-------- Excerpted text --------
Comment by tptacek
6 days ago
This is cope. I know my own experience, and I know the backgrounds and problem domains of the friends I'm talking to that do this stuff better than I do. The productivity gains are real. They're also intuitive: if you can't look at a work week and spot huge fractions of work that you're doing that isn't fundamentally discerning or creative, but rather muscle-memory rote repetition of best practices you've honed over your career, you're not trying (or you haven't built that muscle memory yet). What's happening is skeptics can't believe that an LLM plus a couple hundred lines of Python agent code can capture and replicate most of the rote work, freeing all that time back up.
Another thing I think people are missing is that serious LLM-using coders aren't expecting 100% success on prompts, or anything close to it. One of the skills you (rapidly) develop is the intuition for when to stop a runaway agent.
If an intern spun off hopelessly on a task, it'd be somewhat problematic, because there are finite intern hours and they're expensive. But failed agent prompts are nickel-denominated.
We had a post on the front page last week about someone doing vulnerability research with an LLM. They isolated some target code and wrote a prompt. Then they ran it one hundred times (preemptively!) and sifted the output. That approach finds new kernel vulnerabilities!
Ordinary developers won't do anything like that, but they will get used to the idea of only 2/3 of prompts ending up with something they merge.
Another problem I think a lot of skeptics are running into: stop sitting there staring at the chain of thought logs.
The thing I don't understand is that you keep bringing up your friends' experience in all your responses and in the blog itself. What about your experience and your success rate and productivity gain that you observed with AI agent? It feels like you yourselves aren't confident on your gain and must bring up second hand experience from your friends to prop up your arguments
> if you can't look at a work week and spot huge fractions of work that you're doing that isn't fundamentally discerning or creative, but rather muscle-memory rote repetition of best practices you've honed over your career, you're not trying (or you haven't built that muscle memory yet). What's happening is skeptics can't believe that an LLM plus a couple hundred lines of Python agent code can capture and replicate most of the rote work, freeing all that time back up.
No senior-level engineer worth their salt, and in any kind of minimally effective organization, is spending any meaningful amount of their time doing the rote repetition stuff you're describing here. If this is your experience of work then let me say to you very clearly: your experience is pathological and non-representative and you need to seek better employment :)
Regardless of what people say to you about this, most (all?) undergraduates in CS programs are using LLMs. It's extremely pervasive. Even people with no formal training are using AI and vercel and churning out apps over the weekend. Even if people find reasons to dislike AI code writing, culturally, it's the future. I don't see that changing. So either a huge percent of people writing code are doing it all wrong or times are changing.
-------- Data for review --------
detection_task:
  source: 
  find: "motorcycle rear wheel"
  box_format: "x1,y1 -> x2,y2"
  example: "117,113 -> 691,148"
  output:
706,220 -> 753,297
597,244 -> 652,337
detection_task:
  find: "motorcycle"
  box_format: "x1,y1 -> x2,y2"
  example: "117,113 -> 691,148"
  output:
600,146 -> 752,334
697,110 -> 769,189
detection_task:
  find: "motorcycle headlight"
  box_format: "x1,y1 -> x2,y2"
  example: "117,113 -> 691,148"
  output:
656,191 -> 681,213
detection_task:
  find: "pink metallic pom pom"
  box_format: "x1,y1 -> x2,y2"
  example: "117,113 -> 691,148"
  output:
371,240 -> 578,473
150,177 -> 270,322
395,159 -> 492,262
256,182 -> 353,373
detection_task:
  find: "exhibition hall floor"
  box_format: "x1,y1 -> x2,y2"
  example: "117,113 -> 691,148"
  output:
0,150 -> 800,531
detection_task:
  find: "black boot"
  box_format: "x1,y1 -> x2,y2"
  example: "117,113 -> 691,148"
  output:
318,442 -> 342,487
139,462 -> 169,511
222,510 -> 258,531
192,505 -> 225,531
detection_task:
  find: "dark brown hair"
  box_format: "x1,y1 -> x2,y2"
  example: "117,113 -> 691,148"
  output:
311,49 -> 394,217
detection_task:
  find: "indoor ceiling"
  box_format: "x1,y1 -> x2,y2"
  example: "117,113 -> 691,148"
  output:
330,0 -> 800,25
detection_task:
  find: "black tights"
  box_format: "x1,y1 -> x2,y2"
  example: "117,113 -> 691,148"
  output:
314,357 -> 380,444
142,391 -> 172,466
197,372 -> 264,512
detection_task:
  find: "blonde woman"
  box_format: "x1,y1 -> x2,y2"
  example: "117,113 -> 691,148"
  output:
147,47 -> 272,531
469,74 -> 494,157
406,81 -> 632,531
--------
-------- Data for review --------
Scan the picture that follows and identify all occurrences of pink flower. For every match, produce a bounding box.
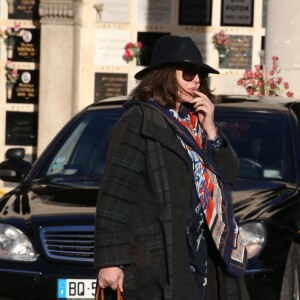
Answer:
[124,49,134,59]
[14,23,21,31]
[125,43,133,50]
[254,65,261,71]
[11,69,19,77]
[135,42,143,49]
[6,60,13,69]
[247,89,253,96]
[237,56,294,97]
--------
-------- Data for review --------
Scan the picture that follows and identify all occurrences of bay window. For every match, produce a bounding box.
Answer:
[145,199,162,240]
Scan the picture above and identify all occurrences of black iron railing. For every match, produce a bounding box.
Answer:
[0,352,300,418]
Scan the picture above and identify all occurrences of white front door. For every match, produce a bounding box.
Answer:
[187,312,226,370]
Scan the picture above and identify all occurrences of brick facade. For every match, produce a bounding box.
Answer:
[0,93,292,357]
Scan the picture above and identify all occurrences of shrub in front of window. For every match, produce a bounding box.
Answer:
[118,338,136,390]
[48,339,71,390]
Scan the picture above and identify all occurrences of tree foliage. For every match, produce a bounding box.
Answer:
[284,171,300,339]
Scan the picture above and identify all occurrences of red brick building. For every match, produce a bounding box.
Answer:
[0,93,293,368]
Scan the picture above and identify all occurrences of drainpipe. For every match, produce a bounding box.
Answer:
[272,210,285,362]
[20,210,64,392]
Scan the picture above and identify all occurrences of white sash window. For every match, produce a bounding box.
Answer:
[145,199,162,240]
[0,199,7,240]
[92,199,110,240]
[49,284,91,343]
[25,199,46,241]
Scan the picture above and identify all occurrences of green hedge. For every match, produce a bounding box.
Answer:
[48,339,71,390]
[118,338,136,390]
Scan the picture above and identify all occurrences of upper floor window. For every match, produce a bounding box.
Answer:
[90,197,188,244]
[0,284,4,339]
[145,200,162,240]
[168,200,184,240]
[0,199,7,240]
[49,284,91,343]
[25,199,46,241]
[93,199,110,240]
--------
Parts of the exercise:
**A.** From the forum thread on LLM coding, copy the stretch from "If an intern" through "prompts are nickel-denominated.".
**B.** According to the forum thread on LLM coding, how many times did the person doing vulnerability research run their prompt?
**C.** Translate this sentence from the forum thread on LLM coding into Spanish: "One of the skills you (rapidly) develop is the intuition for when to stop a runaway agent."

Results for the exercise:
**A.**
If an intern spun off hopelessly on a task, it'd be somewhat problematic, because there are finite intern hours and they're expensive. But failed agent prompts are nickel-denominated.

**B.** One hundred times.

**C.** Una de las habilidades que (rápidamente) desarrollas es la intuición de cuándo detener a un agente descontrolado.